→ Challenge: Copy the full set of lines exactly as given.

→ Task inputs:
BEGIN

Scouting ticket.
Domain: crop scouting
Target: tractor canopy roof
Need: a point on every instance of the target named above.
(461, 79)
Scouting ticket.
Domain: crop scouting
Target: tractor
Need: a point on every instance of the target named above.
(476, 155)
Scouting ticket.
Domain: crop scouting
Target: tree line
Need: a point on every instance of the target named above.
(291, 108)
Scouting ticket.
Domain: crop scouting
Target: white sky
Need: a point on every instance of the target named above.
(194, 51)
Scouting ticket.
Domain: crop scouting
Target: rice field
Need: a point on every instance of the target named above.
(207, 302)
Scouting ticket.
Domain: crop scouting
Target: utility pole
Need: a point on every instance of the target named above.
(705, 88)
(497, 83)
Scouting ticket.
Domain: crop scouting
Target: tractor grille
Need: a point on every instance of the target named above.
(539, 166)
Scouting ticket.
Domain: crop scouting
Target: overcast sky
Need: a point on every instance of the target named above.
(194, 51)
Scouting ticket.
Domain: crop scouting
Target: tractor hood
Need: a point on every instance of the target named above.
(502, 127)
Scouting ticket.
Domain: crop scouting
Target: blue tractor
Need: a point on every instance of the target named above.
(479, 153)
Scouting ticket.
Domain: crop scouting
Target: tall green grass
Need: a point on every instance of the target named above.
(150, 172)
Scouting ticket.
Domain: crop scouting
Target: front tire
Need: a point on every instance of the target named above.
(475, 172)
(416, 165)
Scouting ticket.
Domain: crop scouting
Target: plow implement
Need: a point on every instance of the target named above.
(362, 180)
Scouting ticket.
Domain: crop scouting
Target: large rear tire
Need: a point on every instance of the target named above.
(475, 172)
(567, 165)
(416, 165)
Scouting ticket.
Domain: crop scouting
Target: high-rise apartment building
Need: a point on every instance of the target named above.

END

→ Solution:
Scouting ticket.
Domain: crop scouting
Target: tractor canopy roof
Need: a point on every instance of the target named above.
(461, 79)
Scouting ticket.
Domain: crop scouting
Target: tractor
Need: a point on every instance of the target named above.
(476, 155)
Scouting ticket.
Domain: crop scouting
Target: tree line
Need: a point on every instance of the target named above.
(291, 108)
Scouting ticket.
Domain: crop scouting
Target: white sky
Need: a point on every instance of the target named above.
(194, 51)
Scouting ticket.
Domain: crop scouting
Target: rice field
Need: a point on every instance of the target named above.
(207, 302)
Scouting ticket.
Domain: crop scouting
Target: utility pole
Need: a point on every instance of the target named above.
(705, 88)
(497, 83)
Scouting ticket.
Domain: crop scouting
Target: tractor grille
Need: a point on every instance of the target named above.
(539, 166)
Scouting ticket.
Domain: crop scouting
Target: overcast sky
Need: a point on every instance of the target named above.
(194, 51)
Scouting ticket.
Domain: crop scouting
Target: tractor hood
Need: a point on every instance of the target named above.
(502, 127)
Scouting ticket.
Domain: crop scouting
Target: blue tractor
Need: a point on every instance of the target named above.
(479, 153)
Scouting ticket.
Domain: crop scouting
Target: tall green grass
Need: a point on every instance of the target named above.
(150, 172)
Scouting ticket.
Domain: crop scouting
Target: front tire
Need: a point on every instance of the target named above.
(475, 172)
(416, 165)
Scouting ticket.
Domain: crop scouting
Target: plow implement
Need: a point on every instance of the target named above.
(362, 180)
Scouting ticket.
Domain: crop scouting
Target: large rear tire
Need: a point on every instance of the target named above.
(475, 172)
(567, 165)
(416, 165)
Scouting ticket.
Domain: crop scouting
Target: high-rise apartment building
Need: a point on every instance of the target named above.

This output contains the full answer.